**TO DO**:
Reproduce each of the records below verbatim, line by line.

(Object point labels)
__________________________________________________

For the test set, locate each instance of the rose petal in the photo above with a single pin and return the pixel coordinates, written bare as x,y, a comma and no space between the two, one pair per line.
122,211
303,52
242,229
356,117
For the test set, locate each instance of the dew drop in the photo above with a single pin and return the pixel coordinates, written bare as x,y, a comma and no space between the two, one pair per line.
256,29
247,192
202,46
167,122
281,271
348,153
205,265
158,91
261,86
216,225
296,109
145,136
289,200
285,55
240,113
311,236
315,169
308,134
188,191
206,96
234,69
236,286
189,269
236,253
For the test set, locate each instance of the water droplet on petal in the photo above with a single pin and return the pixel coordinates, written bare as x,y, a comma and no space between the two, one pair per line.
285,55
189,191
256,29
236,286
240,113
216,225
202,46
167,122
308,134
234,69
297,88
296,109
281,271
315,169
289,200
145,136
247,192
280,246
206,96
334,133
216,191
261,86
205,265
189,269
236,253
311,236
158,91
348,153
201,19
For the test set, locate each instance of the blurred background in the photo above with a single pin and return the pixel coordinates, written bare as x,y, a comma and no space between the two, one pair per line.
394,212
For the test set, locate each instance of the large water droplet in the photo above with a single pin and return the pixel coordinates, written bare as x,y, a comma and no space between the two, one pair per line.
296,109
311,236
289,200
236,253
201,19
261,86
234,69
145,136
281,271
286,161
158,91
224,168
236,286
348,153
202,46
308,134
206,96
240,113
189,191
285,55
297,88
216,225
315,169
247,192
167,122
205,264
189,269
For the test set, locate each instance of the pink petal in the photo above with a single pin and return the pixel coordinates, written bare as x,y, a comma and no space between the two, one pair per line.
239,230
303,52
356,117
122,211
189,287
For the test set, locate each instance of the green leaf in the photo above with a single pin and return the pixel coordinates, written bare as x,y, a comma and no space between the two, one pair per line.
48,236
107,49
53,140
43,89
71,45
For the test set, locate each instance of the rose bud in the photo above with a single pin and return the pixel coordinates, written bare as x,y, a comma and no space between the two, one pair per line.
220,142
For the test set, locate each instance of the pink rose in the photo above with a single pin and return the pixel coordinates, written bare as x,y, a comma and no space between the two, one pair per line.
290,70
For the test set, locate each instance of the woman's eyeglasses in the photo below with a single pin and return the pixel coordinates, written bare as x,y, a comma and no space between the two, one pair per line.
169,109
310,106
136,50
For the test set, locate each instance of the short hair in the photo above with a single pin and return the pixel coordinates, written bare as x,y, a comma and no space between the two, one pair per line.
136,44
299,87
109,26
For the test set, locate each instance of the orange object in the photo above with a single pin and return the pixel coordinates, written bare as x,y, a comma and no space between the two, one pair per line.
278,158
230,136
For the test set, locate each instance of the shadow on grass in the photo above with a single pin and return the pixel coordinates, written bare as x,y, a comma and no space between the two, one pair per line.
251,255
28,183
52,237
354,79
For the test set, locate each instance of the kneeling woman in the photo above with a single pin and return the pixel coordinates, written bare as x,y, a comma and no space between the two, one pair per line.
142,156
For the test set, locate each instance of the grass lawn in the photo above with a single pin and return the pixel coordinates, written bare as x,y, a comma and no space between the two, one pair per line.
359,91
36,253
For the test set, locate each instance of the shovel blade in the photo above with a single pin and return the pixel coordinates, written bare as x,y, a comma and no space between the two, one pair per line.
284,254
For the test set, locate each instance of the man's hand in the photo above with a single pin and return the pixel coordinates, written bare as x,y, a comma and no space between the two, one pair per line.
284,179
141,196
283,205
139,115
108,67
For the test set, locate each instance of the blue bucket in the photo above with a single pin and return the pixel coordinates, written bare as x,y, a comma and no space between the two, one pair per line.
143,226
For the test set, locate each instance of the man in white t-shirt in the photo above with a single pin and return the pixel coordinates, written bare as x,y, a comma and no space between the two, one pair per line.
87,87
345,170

__________________________________________________

**OUTPUT BELOW**:
For the test set, locate each instance of the rose petal in the photo above with a single pin and return the pixel coordinates, written bare as x,y, a comma and no space between the two, one pair per line.
122,211
303,52
242,229
356,117
For the test set, locate each instance of the dew drop in the photo above with a single pin and return the pixel coordinates, written bare as x,y, a comma and no space between the two, one pair per line.
256,29
247,192
202,46
167,122
281,271
348,153
205,265
158,91
261,86
216,225
296,109
145,136
289,200
285,55
240,113
311,236
315,169
308,134
188,191
206,96
234,69
236,286
189,269
236,253
For the test set, locate each instance of the water droplet on petal in the photo above with a single pin and return the pixel coordinates, written bare as x,y, a comma and no space between the two, one pair per line.
285,55
189,191
256,29
236,286
240,113
216,225
202,46
167,122
308,134
234,69
297,88
296,109
281,271
315,169
289,200
145,136
247,192
280,246
206,96
334,133
216,191
261,86
205,265
189,269
236,253
311,236
158,91
348,153
201,19
For the test set, locate each instance of the blurred background in the photo above with a single pin and return the pixel coordinates, written bare as x,y, a comma and no space between the two, one pair per line.
394,212
For the test set, locate each instance of the large water droplet in the photo above with a single pin and return the pixel coordinates, written bare as x,y, a comma and no space between the two, one pair per line.
296,109
311,236
289,200
236,253
201,19
261,86
234,69
145,136
281,271
286,161
158,91
224,168
236,286
348,153
202,46
308,134
206,96
240,113
189,191
285,55
297,88
216,225
315,169
247,192
167,122
205,264
189,269
For the test set, locate each instance of the pink petal in the photo above with a single pin and return the pixel coordinates, written bare as x,y, a comma and no space between the two, one pair per line.
239,230
303,52
356,117
122,211
189,287
For the test set, locate each instance of the green leaf in the photo above with a single pin and return the pixel coordinates, written bare as x,y, a comma and no space between the two, one pair per line.
48,236
107,49
53,140
43,89
71,45
For the test set, locate each instance of the rose bud in the photo above with a single pin and return the pixel coordinates, written bare as x,y, a comma and no space between the two, one pair per line.
220,142
For the test set, locate each instance of the pink rose in the photo above with a single pin and return the pixel coordinates, written bare as x,y, a comma and no space between the two, one pair per line.
290,70
For the test set, locate each instance of the woman's eyeglasses in the photo below with a single pin and return the pixel coordinates, written bare as x,y, a comma and no space between the two, one pair per line.
169,109
310,106
136,50
For the test set, locate each instance of the short hair in the photo above with a single pin and return the pixel coordinates, written bare as x,y, a comma and no space between the two, one pair per line.
136,44
299,87
109,26
For the test set, locate each instance of the orange object in the photo above with a single pin and return the pixel coordinates, written bare as x,y, a comma and no space between the two, one pair per line.
278,158
230,136
For the test set, locate each instance of the shadow on grass in the photo above with a single pin and return the pixel coordinates, written bare as x,y, a comma and no space between the two, one pair per line.
251,255
28,183
52,237
354,79
For the test set, locate each instance of the kneeling woman in the photo above with a single pin and return the pixel coordinates, written bare as x,y, a comma and no space between the two, one pair per line.
142,156
For the test set, locate each instance of the grass lawn in the photo above with a single pin and return the pixel coordinates, written bare as x,y, a comma and no space between the two, one pair per line.
359,91
36,253
For the test set, locate each instance of the shovel blade in the photo above with a single pin and return the pixel coordinates, written bare as x,y, a comma and no space between the two, one pair per line.
284,254
For the test set, locate each instance of the man's hand in the photo above with a single pin and return the pixel coordinates, written bare as x,y, a comma and no space between the two, one pair per line.
284,179
141,196
283,205
139,115
108,67
For the test set, locate each instance of the blue bucket in the photo above with a single pin and return the pixel coordinates, written bare as x,y, a comma and no space between the two, one pair per line.
143,226
For the test set, locate each instance of the man in white t-shirt in the photo above with a single pin and return the pixel coordinates, written bare as x,y, a comma and no space between the two, one pair per line.
87,87
345,170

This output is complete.